--- Problem details ---
Your task is to give the records again exactly. Leave each picture out.

Data entries
- - -

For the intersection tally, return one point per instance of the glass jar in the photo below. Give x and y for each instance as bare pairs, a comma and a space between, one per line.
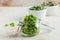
29, 28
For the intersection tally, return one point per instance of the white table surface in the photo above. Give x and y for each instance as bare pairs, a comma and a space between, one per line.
13, 14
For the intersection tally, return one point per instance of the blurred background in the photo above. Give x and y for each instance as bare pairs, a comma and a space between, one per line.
24, 2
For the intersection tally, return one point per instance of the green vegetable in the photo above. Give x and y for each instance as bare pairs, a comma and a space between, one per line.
29, 26
12, 24
6, 24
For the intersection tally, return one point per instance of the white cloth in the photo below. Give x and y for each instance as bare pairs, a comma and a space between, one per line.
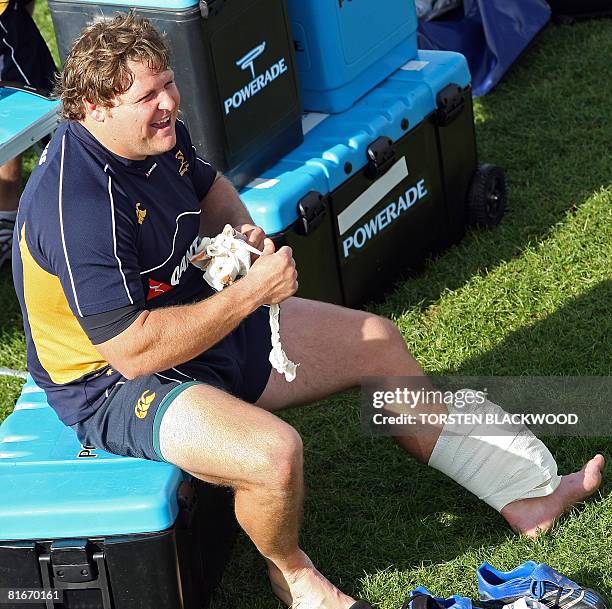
224, 259
499, 464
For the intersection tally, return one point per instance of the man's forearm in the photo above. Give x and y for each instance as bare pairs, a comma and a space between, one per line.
222, 205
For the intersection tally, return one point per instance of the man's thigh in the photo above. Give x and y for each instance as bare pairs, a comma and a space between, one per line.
335, 347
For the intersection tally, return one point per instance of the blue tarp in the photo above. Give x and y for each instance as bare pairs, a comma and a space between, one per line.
490, 33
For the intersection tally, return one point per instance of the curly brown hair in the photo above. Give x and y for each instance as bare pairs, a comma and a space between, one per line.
96, 68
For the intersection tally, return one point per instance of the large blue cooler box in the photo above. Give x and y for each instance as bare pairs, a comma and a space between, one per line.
26, 116
344, 48
372, 191
234, 65
102, 531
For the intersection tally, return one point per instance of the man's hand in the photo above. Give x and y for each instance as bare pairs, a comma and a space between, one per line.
273, 275
254, 236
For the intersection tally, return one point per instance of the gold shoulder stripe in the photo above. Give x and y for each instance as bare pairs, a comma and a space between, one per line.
62, 346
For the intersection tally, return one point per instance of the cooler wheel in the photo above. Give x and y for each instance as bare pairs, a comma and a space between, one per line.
486, 202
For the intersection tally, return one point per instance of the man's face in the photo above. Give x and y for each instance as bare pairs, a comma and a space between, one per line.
142, 121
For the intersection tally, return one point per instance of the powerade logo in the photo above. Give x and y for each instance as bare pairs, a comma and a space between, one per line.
384, 218
258, 83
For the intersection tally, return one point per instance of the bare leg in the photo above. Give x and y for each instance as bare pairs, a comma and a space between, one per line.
222, 440
10, 184
337, 347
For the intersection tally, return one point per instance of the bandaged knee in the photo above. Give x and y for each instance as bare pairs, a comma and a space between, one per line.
498, 462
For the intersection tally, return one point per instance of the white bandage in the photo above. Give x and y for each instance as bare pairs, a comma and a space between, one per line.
223, 259
498, 463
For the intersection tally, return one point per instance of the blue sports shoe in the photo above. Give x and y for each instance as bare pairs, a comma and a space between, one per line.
421, 598
536, 581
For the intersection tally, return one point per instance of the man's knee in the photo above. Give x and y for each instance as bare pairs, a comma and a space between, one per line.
381, 331
282, 458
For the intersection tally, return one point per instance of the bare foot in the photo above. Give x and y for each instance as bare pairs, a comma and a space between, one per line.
533, 516
306, 588
280, 587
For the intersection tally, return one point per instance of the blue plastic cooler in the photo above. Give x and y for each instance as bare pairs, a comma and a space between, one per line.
344, 48
25, 118
104, 531
372, 191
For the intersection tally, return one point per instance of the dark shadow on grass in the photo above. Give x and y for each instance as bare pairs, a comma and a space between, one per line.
573, 341
545, 126
370, 507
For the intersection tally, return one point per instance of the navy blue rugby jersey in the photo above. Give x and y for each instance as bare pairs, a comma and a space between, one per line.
98, 239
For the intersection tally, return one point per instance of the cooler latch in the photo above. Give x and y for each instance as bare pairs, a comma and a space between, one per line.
75, 564
381, 156
450, 102
311, 210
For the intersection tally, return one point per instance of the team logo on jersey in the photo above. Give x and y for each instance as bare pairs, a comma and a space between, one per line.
141, 214
144, 403
184, 167
157, 288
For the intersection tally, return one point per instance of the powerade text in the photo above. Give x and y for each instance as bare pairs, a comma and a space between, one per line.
255, 86
384, 218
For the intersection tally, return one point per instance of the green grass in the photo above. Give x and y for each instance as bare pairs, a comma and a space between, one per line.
531, 297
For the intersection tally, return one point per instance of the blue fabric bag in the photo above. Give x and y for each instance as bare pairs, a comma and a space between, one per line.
490, 33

- - -

--- Exercise solution ---
For the intersection tally, return one point per instance of the glass jar in the photo below. Give x and y for each instance as bare pairs, a comma and a space between, one per line.
29, 28
For the intersection tally, return one point per instance of the white table surface in the photo above. Give x and y for each instance as bare pairs, a comma and a space between, one per line.
13, 14
For the intersection tally, return one point per instance of the blurred background in the photo above. Give x and y for each instance as bare pairs, a comma and a space between, one per line.
24, 2
For the intersection tally, return one point per instance of the green vegetable in the photo above. Give x and y for each instance as bare pairs, a comma and a space between, one per line.
29, 26
12, 24
6, 24
For the intersection tally, return one point per instance of the white cloth in the photo below. Give x and y for each instance as bare pairs, a comma and a space between, one per line.
224, 259
499, 464
For the intersection tally, return one point per instance of the man's forearm in the photo above. Give x and y for each instance as bare pairs, a comma and a space between, one per line.
222, 205
For the intersection tally, return one point per instance of the man's thigh in the photo above. Give x and y for each instance as bare pairs, a comma and a space between, one per line.
335, 347
For the intersection tally, return one point per instance of the blue tarp in the photo above. Give x and y for each instance as bare pairs, a comma and a space between, one per line.
490, 33
For the intersection tally, return one point per instance of the curly brown hair in the photo above. Give x and y for each instance as bare pairs, a comma and a space between, one per line.
96, 68
For the intersection tally, return one point per instance of the large blue cooler box in the photo above. Give x and y for each instance as bare pairs, a comma and a space between, one per line.
26, 116
344, 48
372, 191
234, 65
102, 531
For the intersection tally, return one point per instance of the man's hand in the photo above. Give x and y for each instance as bare pairs, a comma and a space between, one per line.
273, 275
254, 236
For the intersection tally, return one point per instance of the gold shoulder stripe in the photo above. Give x and y for each instance as bare pairs, a comma and a space between, one per line.
62, 346
For the intersection tally, return one point per instance of the cooler wheel in the photo above. Give x and y for each instance as bare pairs, a comma and a space between, one per line.
486, 202
For the intersection tally, return one point per instance of the man's face in the photo above. Give x and y for each instance as bare pairs, a comma and a space between, one per line.
142, 121
For the intersection tally, return one point per instance of the powerade logo in the photo above. Give x and y for each instance as bare pairs, a comma and a space between, one per line.
384, 218
258, 83
For the intersection tally, return one point per instance of the bare leg in the photo above. Give x and y for each instance as bare pairs, a comma and a space between, one per line.
222, 440
10, 184
337, 347
For the intersection tally, return one point per instance of the bandaged knee in the photo above. Give x and y for each instance as bare pairs, a comma and a space between, one per line.
498, 462
For the intersection tally, return one point per instance of the white bandage in the photo above. Give x and y for each instance as bare pairs, a comma and a space between, one per line.
223, 259
498, 463
For the intersection tally, return one point per instance of the blue sports shoe in the photo above. Give x and y for each instance as bare pairs, a comma and a space between, one per line.
421, 598
536, 581
For the intersection tally, return one point per instance of the man's knee in the photo above. Give x and y for each instance as bare pairs, a comma and a space between, one per line.
381, 331
282, 458
For the intersection tally, return one point per instance of the bare foot in the photo above. Give x and y for each instance as bare pairs, a comma and a space between, one per line.
533, 516
306, 588
280, 587
For the intersection tally, return one point per instance of the blue plastic cooler in the photo above. Give x and y for each instance as bare pairs, a comma and a space between, one per line.
344, 48
25, 118
104, 531
372, 191
For the intersection tally, return one point per instance of the dark shadow on grass in the photo above. Give x and y for each instance as bare pairs, a comma and a space between, one per line.
573, 341
545, 126
370, 507
For the intersection tally, return one point per instance of the navy blue rugby jersey in the photo above. Give x and y for each instance as bare pairs, a comma and a space between, one per line.
98, 239
For the intersection tally, return one point per instance of the cooler latch in the photo above. Give x and y for each instance as bare pairs, a comma and a space between, one per line.
75, 564
381, 156
450, 102
311, 210
For the intersection tally, return one point per instance of the team logo on jersey in the photo above. Give x and y for each instance as bare pairs, a comma and a space between, one per line.
141, 214
144, 403
184, 167
157, 288
For the intersection tally, return one point per instance of the powerade text in the photo above. Give x and y for each instance as bare pairs, a comma and a space between, one per line.
255, 86
384, 218
For the intersection tally, return one point per instance of the green grass in the photo above. Give x and y for each instance as bare pairs, a comma and a space between, one per line.
531, 297
For the intersection tally, return one point per instance of the blue fabric bag in the photo above. Give x and y for each instance as bare pairs, a comma and a space between, one per line.
490, 33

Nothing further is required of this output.